Article:

____________

# road delineators



## Guest (Apr 9, 2009)

I'm interested like road delineators (right sid/ left side) look in your country.
Very interesting is for me if they are used in non-european countries

if you exactly don't know what this is look here
http://www.amustud.de/wolf/Bilder/leitpfosten.jpg 

thx!!!


----------



## Verso (Jun 5, 2006)

In Slovenia they're pretty simple:


----------



## Protteus (Dec 14, 2007)

I think there´s currently a thread of this topic.


----------



## Rebasepoiss (Jan 6, 2007)

In Estonia:


----------



## RipleyLV (Jun 4, 2008)

In Latvia:


----------



## PLH (Mar 9, 2007)

What's the difference between dots and a line?


----------



## Rebasepoiss (Jan 6, 2007)

PLH said:


> What's the difference between dots and a line?


A line marks the right side of the road and dots the left side.


----------



## DanielFigFoz (Mar 10, 2007)

On the side is like the Latvian and in the middle aswell but yellow. (Portugal)


----------



## Ban.BL (Dec 26, 2008)

Rebasepoiss said:


> A line marks the right side of the road and dots the left side.


In Bosnia they are the same as in Slovenia, left side cat eye is white and right side is red.


----------



## Norsko (Feb 22, 2007)

In Norway: (Same as in Latvia I think)

_Roads with two-way traffic:_
















_Roads with one-way traffic: (i.e. motorways)_
















In tunnels these signs are used aswell (showing shortest way to daylight  )


----------



## Qwert (Jun 25, 2006)

In Slovakia they look line this:


----------



## rpc08 (Mar 28, 2008)

In Portugal:

Motorways









Highways (IP/IC)


----------



## essendon bombers (Apr 27, 2008)

In Australia, there are no dots or short lines on the posts beside the road as seen in Europe. There are red reflectors on the left side of the road and white reflectors on the right.

On curves, posts are bunched tighter together on tighter curves.

I'm not sure if this is in Europe as well, but in Australia there are numbers on some road-side posts.

The numbers usually indicate the km from the capital city of the state you're driving in.

____________

[Excerpt from a data file]
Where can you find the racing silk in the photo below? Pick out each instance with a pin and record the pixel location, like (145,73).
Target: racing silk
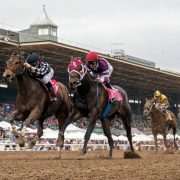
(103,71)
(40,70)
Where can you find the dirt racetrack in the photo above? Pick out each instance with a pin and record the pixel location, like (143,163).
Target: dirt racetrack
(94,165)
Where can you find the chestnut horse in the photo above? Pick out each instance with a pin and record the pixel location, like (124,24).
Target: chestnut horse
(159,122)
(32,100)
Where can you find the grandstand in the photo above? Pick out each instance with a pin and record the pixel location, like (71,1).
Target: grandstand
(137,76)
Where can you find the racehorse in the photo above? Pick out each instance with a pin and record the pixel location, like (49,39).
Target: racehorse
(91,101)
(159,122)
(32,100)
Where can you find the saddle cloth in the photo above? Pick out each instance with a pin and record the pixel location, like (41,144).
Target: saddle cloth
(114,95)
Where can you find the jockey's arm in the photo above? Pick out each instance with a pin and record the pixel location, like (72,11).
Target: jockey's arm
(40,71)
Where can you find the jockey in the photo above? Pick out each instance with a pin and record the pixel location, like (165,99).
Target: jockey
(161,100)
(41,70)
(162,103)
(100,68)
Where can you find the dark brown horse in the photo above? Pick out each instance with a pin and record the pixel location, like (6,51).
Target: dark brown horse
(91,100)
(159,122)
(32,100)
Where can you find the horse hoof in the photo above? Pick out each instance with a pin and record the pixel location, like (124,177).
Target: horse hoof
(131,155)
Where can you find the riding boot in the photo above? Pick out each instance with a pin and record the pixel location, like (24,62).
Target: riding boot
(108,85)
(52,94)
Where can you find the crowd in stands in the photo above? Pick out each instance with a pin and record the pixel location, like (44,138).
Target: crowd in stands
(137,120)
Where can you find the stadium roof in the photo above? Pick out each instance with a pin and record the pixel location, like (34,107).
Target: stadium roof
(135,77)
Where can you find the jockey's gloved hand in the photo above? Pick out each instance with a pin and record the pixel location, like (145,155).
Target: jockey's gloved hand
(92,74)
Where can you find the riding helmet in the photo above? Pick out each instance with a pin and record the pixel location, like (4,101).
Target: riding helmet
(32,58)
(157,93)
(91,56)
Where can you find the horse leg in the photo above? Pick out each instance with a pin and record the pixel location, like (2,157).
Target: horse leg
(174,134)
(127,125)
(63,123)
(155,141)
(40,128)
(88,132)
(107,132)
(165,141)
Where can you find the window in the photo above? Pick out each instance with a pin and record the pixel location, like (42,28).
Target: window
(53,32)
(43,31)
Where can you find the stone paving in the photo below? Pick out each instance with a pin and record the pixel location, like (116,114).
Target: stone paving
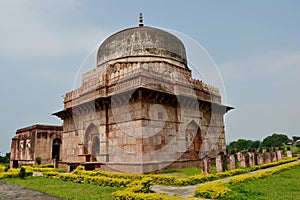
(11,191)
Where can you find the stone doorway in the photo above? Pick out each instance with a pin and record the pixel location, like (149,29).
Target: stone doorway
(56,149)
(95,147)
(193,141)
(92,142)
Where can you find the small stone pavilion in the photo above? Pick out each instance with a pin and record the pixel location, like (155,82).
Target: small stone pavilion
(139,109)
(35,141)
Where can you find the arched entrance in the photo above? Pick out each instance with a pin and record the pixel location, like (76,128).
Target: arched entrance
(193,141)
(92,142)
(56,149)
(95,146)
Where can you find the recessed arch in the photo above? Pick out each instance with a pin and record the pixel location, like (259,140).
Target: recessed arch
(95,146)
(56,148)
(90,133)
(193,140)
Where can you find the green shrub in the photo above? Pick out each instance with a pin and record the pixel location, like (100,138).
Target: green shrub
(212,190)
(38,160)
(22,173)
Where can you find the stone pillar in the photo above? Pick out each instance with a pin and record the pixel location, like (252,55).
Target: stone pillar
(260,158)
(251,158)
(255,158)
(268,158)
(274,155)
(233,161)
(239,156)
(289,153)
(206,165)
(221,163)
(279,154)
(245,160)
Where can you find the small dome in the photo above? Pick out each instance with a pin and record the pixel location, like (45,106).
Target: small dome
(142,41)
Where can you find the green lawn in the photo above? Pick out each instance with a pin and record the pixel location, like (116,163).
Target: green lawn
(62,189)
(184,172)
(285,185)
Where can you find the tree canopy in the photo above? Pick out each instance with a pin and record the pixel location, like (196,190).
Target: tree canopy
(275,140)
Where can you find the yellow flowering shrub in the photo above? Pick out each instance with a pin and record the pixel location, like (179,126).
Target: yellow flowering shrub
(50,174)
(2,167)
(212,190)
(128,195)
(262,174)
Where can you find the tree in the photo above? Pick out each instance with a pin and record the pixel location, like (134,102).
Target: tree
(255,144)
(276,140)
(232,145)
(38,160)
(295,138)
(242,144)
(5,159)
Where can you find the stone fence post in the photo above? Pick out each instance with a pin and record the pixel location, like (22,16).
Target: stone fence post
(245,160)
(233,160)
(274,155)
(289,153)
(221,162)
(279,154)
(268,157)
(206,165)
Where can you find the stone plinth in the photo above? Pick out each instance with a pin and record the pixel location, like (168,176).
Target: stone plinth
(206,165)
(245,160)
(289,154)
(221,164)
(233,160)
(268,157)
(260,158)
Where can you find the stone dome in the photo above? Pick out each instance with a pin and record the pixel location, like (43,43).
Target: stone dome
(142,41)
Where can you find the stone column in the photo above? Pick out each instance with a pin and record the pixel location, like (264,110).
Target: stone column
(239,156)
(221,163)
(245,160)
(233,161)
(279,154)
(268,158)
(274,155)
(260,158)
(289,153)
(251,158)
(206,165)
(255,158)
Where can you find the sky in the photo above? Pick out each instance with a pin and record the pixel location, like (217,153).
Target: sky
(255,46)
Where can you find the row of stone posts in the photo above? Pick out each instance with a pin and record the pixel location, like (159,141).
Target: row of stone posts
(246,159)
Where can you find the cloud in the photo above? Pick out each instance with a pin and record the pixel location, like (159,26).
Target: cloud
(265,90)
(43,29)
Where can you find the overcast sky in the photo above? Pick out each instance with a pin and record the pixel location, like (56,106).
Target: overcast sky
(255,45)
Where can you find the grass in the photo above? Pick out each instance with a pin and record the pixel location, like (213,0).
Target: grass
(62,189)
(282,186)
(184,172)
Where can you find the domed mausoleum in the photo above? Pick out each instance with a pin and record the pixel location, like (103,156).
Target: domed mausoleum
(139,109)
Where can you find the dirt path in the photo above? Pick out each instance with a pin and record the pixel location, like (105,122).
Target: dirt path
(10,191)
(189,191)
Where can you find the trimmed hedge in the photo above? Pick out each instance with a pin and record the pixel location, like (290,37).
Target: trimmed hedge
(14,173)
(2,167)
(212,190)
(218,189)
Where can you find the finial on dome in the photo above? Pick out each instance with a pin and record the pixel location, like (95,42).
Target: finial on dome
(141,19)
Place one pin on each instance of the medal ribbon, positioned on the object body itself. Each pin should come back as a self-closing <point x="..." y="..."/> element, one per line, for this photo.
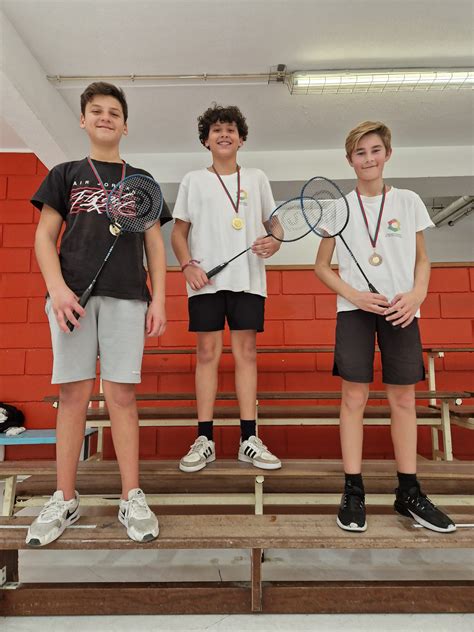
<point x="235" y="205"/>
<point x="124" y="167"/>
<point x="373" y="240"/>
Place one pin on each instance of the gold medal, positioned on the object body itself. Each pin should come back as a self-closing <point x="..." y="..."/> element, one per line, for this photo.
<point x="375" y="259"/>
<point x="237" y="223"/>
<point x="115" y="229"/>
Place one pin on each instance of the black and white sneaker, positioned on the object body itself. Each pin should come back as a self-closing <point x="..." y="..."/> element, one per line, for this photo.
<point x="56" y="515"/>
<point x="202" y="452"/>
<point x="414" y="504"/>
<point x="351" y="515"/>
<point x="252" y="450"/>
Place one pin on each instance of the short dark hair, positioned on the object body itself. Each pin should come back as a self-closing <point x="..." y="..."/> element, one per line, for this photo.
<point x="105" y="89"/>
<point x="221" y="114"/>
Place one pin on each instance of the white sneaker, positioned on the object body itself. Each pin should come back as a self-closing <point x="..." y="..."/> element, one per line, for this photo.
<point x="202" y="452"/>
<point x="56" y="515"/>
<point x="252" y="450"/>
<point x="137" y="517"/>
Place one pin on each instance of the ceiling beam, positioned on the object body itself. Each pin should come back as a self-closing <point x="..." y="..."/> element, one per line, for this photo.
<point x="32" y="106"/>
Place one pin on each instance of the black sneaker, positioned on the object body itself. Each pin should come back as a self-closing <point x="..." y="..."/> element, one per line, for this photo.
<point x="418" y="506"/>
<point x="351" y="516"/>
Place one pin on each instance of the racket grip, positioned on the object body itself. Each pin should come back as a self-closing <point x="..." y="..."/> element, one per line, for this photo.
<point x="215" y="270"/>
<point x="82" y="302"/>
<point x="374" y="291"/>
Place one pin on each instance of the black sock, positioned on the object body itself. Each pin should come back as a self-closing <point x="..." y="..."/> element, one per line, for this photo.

____________

Directions:
- 1) In the thread on road delineators, what do the numbers on some roadside posts in Australia usually indicate?
- 2) Resume the thread on road delineators, picking up after its final sentence.
The items have no connection to the thread on road delineators.

Outputs:
- 1) They usually indicate the kilometers from the capital city of the state you're driving in.

- 2)
eg. 320 means 320km from Melbourne.

There are also small green signs on side of country roads which indicate distance to next major town.

eg. B 60 means 60km to Ballarat


----------



## Michu33 (Jul 30, 2008)

Poland:


----------



## H123Laci (Dec 6, 2007)

Qwert said:


> In Slovakia they look line this:


perfect road... :cheers:

in hungary main roads look like this... :bash:


----------



## Qwert (Jun 25, 2006)

H123Laci said:


> perfect road... :cheers:
> 
> in hungary main roads look like this... :bash:


Be sure there are such roads in Slovakia too. Actually, there are thousands of kilometres of similar second and third class roads.


----------



## BND (May 31, 2007)

Main road 86 (E65) during pothole season:








hno:


----------



## Sponsor (Mar 19, 2006)

don't make ot here..


----------



## H123Laci (Dec 6, 2007)

BND said:


> Main road 86 (E65) during pothole season:
> 
> 
> 
> ...


thats terrible... :bash: I didnt know that...


----------



## Guest (Apr 12, 2009)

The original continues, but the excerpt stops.